▶ [WHAT THIS TASK INVOLVES] With the line containing "Draw the outline of every instance of the glass" as the start and the line containing "Draw the outline of every instance of the grass" as the end, transcribe that span of the entries below exactly, including both.

------ TASK MATERIAL

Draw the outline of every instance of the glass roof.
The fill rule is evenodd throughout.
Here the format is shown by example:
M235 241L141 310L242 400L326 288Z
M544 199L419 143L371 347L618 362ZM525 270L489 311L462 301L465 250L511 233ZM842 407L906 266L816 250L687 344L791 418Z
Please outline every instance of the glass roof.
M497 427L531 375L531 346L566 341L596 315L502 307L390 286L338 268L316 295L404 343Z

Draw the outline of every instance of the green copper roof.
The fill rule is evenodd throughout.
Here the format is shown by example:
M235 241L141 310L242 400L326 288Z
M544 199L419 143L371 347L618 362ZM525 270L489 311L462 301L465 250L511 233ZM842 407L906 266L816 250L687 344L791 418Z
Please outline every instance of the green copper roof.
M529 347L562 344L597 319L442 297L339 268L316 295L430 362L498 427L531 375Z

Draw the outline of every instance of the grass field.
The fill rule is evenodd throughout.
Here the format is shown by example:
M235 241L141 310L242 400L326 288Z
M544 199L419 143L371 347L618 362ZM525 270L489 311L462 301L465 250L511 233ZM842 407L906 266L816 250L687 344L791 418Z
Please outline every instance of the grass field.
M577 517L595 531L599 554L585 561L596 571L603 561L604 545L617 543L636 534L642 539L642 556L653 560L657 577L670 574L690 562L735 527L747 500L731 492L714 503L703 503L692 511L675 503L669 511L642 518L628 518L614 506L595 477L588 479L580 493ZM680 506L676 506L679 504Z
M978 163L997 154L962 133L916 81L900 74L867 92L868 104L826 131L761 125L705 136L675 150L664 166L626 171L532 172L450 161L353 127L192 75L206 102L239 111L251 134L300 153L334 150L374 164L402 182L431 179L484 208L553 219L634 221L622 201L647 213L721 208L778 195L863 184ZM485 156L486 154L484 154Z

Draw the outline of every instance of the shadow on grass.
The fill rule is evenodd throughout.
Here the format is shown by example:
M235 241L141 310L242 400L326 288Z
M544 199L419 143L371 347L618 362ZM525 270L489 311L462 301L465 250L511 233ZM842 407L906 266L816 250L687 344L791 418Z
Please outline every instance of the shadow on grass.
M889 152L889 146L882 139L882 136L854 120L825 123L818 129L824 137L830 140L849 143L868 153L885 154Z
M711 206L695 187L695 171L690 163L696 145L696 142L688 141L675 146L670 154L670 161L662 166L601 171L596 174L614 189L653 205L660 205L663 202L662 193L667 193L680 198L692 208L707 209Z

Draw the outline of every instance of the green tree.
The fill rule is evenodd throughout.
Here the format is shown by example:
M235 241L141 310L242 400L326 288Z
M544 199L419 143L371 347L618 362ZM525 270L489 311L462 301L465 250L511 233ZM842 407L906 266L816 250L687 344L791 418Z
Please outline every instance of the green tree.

------------
------ TASK MATERIAL

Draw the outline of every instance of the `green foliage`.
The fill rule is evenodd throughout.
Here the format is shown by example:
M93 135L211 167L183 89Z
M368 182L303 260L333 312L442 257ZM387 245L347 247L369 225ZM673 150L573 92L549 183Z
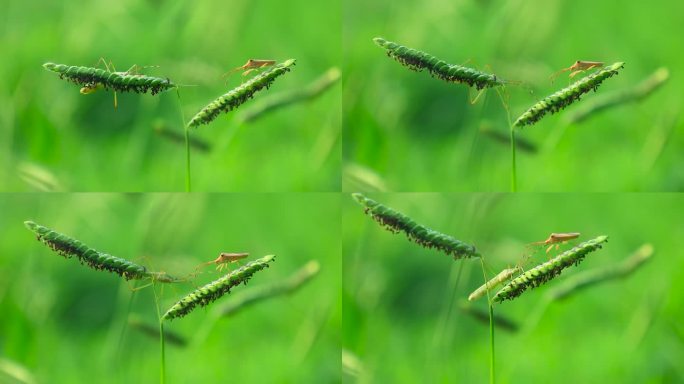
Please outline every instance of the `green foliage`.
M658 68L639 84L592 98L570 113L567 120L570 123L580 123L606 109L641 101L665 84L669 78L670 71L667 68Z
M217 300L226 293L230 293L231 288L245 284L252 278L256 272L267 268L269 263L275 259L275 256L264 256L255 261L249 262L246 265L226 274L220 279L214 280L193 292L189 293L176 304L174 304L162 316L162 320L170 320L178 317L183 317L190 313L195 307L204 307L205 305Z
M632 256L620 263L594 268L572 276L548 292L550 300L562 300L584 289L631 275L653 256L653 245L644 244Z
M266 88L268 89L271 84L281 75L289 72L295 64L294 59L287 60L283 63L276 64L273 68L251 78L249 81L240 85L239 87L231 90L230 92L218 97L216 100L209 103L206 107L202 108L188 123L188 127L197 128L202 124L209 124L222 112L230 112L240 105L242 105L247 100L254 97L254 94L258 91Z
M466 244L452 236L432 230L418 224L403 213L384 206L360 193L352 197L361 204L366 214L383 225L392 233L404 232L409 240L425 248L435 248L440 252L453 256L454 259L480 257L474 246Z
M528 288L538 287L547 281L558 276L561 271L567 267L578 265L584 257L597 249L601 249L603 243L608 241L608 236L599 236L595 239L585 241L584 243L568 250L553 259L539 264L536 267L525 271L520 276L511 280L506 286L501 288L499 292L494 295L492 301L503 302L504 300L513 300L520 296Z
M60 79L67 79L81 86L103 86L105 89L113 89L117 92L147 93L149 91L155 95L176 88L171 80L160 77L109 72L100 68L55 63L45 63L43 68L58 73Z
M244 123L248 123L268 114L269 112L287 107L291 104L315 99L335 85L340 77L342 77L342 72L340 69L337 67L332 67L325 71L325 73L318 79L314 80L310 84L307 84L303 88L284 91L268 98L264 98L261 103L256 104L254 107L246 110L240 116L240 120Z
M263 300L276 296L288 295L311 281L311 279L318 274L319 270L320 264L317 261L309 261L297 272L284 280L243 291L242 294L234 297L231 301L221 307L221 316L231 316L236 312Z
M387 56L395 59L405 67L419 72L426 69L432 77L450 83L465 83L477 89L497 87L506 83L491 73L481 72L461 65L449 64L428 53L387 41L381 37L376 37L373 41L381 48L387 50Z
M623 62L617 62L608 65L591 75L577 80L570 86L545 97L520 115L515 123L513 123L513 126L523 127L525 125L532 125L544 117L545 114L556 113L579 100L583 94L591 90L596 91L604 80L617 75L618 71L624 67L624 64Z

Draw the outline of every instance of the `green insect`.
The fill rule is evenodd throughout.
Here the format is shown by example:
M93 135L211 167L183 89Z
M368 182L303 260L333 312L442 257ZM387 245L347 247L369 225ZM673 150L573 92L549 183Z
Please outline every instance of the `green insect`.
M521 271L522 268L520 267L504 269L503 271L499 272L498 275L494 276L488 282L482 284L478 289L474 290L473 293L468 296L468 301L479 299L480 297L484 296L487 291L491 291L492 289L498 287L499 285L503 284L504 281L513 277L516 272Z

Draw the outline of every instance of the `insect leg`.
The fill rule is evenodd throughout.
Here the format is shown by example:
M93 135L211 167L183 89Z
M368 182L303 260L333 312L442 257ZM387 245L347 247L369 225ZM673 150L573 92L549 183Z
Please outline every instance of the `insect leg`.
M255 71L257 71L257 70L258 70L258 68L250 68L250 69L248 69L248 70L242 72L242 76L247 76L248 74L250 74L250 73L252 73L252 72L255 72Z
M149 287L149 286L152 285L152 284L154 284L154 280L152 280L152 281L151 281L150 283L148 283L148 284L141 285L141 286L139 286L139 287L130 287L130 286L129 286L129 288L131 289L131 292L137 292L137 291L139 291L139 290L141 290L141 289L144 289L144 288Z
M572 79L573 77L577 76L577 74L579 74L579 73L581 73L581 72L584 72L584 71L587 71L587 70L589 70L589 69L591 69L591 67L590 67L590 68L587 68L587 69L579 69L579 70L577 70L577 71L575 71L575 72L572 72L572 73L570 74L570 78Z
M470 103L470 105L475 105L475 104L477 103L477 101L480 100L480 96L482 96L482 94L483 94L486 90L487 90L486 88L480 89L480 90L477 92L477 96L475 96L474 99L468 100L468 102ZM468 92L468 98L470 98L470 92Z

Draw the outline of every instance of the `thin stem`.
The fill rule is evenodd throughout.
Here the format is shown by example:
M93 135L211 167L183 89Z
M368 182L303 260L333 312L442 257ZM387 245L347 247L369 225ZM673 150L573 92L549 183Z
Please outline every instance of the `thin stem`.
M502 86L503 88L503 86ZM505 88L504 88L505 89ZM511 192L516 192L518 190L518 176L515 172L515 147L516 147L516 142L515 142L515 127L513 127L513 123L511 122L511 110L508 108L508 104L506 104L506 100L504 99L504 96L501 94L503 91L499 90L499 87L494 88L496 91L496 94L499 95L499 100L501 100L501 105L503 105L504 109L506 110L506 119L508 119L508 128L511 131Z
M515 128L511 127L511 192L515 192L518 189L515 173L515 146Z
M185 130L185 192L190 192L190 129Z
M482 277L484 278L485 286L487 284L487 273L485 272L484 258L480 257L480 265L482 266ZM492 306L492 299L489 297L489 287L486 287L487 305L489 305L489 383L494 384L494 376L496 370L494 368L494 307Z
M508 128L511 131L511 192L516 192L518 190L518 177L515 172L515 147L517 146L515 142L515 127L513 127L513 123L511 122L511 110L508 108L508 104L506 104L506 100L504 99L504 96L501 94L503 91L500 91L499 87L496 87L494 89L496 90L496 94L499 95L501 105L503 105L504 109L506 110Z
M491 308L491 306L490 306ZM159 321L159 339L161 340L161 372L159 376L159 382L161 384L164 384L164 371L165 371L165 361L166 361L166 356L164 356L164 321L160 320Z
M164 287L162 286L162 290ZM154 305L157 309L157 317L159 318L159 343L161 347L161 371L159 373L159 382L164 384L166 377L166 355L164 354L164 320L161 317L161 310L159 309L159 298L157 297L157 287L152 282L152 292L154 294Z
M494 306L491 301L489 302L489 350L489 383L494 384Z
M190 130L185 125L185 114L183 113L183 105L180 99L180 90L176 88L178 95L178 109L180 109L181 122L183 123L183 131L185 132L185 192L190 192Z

------------

▶ [EXPECTED ANSWER]
Draw the outline of every instance of the glass roof.
The fill rule is evenodd throughout.
Here the format is shown by example:
M235 241L141 310L242 400L326 288Z
M544 199L419 143L371 347L618 362ZM525 270L489 311L462 301L465 250L511 233ZM842 407L906 266L816 250L687 344L791 418Z
Please outline every instance of the glass roof.
M497 427L531 375L531 346L566 341L596 315L502 307L390 286L338 268L316 295L404 343Z

Draw the outline of every instance of the green copper roof.
The fill rule is evenodd throughout.
Here the format is shown by example:
M235 241L141 310L242 400L326 288Z
M544 199L419 143L371 347L618 362ZM525 270L489 311L462 301L465 250L511 233ZM842 407L906 266L816 250L687 344L791 418Z
Please outline every instance of the green copper roof.
M529 347L562 344L597 319L442 297L339 268L316 295L430 362L498 427L531 375Z

Draw the outline of every instance of the grass field.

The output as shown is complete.